§ **Objective**:
Please quote the records below from the line containing "Task: mark the caribou hind" through the line containing "[[313, 164], [39, 155], [470, 163]]", including both of those lines. Leave the pictures out of your answer.

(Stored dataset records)
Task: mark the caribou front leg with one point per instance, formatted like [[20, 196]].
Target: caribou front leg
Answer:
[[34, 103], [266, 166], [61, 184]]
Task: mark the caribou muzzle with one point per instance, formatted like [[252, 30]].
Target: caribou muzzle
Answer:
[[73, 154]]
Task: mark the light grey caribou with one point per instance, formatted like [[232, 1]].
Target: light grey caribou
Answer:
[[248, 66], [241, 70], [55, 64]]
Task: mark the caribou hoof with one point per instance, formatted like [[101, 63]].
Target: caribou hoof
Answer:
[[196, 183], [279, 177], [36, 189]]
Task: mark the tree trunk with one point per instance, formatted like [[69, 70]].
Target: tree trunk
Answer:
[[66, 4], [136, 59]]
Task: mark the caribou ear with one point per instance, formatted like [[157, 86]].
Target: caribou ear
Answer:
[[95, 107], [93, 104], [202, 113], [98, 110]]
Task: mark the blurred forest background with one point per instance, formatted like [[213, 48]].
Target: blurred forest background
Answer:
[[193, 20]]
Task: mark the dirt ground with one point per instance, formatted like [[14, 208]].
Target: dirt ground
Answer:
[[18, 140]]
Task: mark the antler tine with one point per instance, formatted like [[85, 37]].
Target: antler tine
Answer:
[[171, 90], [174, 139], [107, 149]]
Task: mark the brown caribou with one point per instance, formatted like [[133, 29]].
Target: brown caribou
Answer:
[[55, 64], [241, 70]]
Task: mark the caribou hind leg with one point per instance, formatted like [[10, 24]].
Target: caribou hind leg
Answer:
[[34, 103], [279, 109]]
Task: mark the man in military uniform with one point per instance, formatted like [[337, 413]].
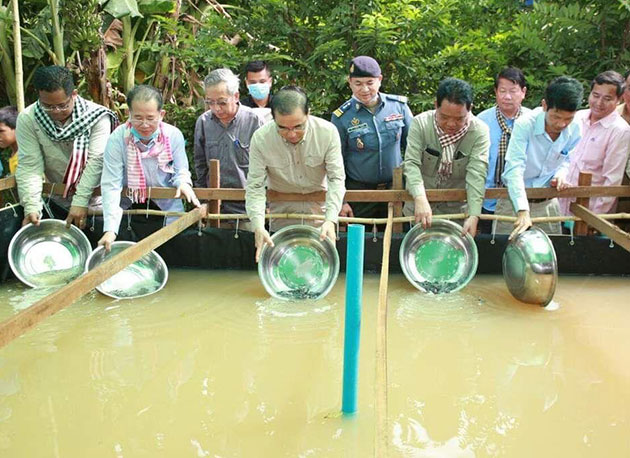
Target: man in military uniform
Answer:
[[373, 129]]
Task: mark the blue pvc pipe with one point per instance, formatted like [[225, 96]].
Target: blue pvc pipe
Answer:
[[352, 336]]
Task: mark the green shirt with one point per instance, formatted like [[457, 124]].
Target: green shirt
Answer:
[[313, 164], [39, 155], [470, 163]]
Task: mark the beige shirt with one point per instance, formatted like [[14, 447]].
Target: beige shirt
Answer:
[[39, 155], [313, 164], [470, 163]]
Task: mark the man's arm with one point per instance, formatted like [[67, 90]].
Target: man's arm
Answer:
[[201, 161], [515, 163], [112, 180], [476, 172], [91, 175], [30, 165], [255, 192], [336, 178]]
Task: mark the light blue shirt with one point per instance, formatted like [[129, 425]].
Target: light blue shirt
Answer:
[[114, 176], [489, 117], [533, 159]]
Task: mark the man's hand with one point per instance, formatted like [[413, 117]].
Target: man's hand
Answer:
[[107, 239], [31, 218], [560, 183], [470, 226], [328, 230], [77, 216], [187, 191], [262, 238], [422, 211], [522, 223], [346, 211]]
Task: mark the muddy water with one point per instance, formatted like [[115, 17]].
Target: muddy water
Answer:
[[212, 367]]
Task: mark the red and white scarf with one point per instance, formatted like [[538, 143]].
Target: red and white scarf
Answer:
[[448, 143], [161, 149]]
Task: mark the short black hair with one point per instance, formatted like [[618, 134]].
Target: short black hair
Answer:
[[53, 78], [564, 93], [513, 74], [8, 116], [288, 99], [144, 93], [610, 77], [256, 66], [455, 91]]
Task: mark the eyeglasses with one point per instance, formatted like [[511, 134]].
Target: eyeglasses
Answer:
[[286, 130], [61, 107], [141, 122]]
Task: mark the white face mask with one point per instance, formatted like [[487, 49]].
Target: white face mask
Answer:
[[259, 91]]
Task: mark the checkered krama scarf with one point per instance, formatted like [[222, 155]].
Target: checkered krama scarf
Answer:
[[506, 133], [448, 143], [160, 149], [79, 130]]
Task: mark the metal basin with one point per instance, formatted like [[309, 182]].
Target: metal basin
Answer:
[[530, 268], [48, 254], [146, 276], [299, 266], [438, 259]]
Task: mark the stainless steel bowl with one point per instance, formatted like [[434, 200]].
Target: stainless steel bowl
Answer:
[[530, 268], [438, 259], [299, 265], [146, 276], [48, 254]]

==

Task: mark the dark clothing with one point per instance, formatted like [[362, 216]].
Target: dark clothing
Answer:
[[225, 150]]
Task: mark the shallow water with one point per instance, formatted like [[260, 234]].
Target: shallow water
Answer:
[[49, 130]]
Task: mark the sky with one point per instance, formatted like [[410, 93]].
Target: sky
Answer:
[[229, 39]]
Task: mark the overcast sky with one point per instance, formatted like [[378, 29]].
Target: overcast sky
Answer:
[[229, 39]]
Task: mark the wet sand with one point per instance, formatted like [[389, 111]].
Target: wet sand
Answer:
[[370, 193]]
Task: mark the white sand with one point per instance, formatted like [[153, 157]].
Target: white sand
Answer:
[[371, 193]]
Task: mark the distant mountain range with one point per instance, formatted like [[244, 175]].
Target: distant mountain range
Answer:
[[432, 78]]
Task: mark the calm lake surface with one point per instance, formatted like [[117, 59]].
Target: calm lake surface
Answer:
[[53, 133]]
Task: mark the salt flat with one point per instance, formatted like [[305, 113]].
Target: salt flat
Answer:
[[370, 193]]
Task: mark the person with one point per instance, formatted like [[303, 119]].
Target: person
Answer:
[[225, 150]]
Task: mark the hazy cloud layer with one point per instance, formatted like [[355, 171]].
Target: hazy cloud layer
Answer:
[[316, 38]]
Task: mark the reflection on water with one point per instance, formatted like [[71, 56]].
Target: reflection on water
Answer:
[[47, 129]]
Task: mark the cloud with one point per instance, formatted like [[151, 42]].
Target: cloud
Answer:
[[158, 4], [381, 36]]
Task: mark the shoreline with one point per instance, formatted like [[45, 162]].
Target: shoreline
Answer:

§ **Written response**:
Task: mark the caribou hind leg with one point per instance, formatted like [[10, 24]].
Target: caribou hind leg
Answer:
[[34, 103], [279, 109]]
Task: mark the man in military uniform with one point per instance, formatted like [[337, 413]].
Target: man in military uniform
Answer:
[[373, 129]]
Task: mark the blue pvc pipe with one point per instance, formatted like [[225, 96]].
Target: blue pvc pipe
Answer:
[[352, 336]]
Task: mark the green shirt with one point per instance, formatted like [[457, 124]].
Target: green shirt
Answer:
[[313, 164], [39, 155], [470, 163]]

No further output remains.